* _Data_
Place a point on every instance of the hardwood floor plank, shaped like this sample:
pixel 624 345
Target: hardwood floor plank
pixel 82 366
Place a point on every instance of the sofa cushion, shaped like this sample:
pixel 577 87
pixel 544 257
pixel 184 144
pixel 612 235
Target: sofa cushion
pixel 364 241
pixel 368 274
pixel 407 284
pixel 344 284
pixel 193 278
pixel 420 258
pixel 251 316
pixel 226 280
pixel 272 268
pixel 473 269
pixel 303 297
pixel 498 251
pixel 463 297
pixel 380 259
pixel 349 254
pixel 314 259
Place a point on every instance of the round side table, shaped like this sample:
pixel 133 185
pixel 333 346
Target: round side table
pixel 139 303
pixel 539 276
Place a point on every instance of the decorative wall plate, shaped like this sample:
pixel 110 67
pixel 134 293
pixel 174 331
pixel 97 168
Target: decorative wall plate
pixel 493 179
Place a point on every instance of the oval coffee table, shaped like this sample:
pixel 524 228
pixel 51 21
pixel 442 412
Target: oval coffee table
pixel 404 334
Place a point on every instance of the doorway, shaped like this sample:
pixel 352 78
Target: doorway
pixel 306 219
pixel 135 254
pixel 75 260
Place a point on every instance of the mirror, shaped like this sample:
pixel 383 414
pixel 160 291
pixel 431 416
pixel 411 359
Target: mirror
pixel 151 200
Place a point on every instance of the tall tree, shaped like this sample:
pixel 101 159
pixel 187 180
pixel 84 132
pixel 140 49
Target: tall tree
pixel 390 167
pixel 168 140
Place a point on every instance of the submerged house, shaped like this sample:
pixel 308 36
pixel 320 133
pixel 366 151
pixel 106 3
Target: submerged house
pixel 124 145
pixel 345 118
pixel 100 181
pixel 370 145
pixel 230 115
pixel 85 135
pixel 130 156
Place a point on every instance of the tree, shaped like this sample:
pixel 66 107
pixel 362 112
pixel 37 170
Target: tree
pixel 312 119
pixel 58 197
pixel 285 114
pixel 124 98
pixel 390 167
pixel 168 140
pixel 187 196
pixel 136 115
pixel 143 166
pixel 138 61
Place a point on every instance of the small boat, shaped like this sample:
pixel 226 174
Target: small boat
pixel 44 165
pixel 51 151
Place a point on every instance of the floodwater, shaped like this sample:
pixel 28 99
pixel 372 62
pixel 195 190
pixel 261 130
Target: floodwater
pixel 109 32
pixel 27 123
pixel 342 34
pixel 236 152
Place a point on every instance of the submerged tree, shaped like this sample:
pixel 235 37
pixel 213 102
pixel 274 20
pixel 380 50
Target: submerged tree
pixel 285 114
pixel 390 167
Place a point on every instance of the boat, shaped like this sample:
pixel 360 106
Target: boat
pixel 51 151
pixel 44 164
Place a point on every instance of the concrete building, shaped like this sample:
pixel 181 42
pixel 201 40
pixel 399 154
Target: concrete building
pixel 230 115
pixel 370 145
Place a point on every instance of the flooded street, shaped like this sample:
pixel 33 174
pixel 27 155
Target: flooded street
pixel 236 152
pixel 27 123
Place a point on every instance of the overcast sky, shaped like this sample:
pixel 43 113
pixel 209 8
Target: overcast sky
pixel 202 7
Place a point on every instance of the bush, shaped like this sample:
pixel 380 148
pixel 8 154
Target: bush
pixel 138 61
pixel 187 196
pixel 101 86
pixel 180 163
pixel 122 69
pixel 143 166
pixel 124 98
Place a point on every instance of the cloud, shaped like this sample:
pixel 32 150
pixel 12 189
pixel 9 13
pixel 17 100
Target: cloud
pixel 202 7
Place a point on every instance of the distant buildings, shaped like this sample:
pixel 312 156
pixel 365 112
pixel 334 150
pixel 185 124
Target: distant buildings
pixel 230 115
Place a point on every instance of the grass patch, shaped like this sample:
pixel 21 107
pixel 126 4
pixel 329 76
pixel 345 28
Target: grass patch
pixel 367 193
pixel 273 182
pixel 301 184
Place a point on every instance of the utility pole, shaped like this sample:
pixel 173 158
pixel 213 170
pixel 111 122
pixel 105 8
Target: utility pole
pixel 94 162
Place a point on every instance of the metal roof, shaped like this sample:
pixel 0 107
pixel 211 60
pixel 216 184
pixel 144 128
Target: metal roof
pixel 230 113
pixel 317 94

* _Exercise objective_
Retype, exactly as written, each line from the one that has "pixel 213 170" to the bottom of the entries above, and include both of those lines.

* _Reply to the task_
pixel 213 170
pixel 111 122
pixel 105 8
Target: utility pole
pixel 94 162
Place a point on every instance of the metal roof, shaped like this sample:
pixel 0 107
pixel 211 60
pixel 216 184
pixel 144 128
Target: metal roof
pixel 230 113
pixel 317 94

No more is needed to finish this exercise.